Excerpt>
Wednesday, April 4, 2012

on England

Cheltenham, morning: a dark grey sky and windows streaked with rain. Freezing rain. This must be England! When I wrote beside the photo below that I was wearing five layers yesterday evening, I meant it - a turtleneck, two cardigans, a fleece vest and a lined raincoat. So meeting hoards of young girls wearing barely anything except thick makeup and crippling shoes was surreal. Who were they dressing for? There didn't seem to be any boys around at all.

One of the things I love about being here is the English contact with their past - constant, ever-present. We drive on straight roads carved out by the Romans; we pass endless streams of medieval buildings and churches. The museum at Cirencester, full of prehistoric flints and spearheads dug out of local gardens, was designed wonderfully for children to go through and learn about their country's past. As I did too.

Information given>

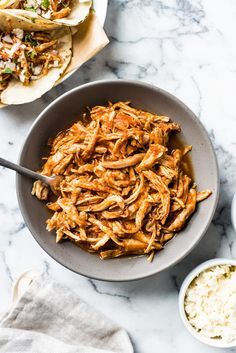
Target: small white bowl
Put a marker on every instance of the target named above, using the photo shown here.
(233, 212)
(185, 285)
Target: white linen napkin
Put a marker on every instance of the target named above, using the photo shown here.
(50, 318)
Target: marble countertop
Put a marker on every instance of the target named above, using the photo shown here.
(188, 48)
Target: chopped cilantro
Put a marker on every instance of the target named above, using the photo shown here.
(65, 4)
(33, 54)
(7, 70)
(29, 39)
(45, 3)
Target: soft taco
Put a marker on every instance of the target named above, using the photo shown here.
(53, 13)
(31, 61)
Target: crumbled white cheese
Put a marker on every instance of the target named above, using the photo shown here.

Directive A> Set down the post on England again word for word.
Directive B> Replace "marker" with "pin" in the entries, from the line with "Target: soft taco" up to and including the last line of the entries, and give only those lines with everything else unchanged.

Problem solution A>
Wednesday, April 4, 2012

on England

Cheltenham, morning: a dark grey sky and windows streaked with rain. Freezing rain. This must be England! When I wrote beside the photo below that I was wearing five layers yesterday evening, I meant it - a turtleneck, two cardigans, a fleece vest and a lined raincoat. So meeting hoards of young girls wearing barely anything except thick makeup and crippling shoes was surreal. Who were they dressing for? There didn't seem to be any boys around at all.

One of the things I love about being here is the English contact with their past - constant, ever-present. We drive on straight roads carved out by the Romans; we pass endless streams of medieval buildings and churches. The museum at Cirencester, full of prehistoric flints and spearheads dug out of local gardens, was designed wonderfully for children to go through and learn about their country's past. As I did too.

Problem solution B>
Target: soft taco
Put a pin on every instance of the target named above, using the photo shown here.
(53, 13)
(31, 61)
Target: crumbled white cheese
Put a pin on every instance of the target named above, using the photo shown here.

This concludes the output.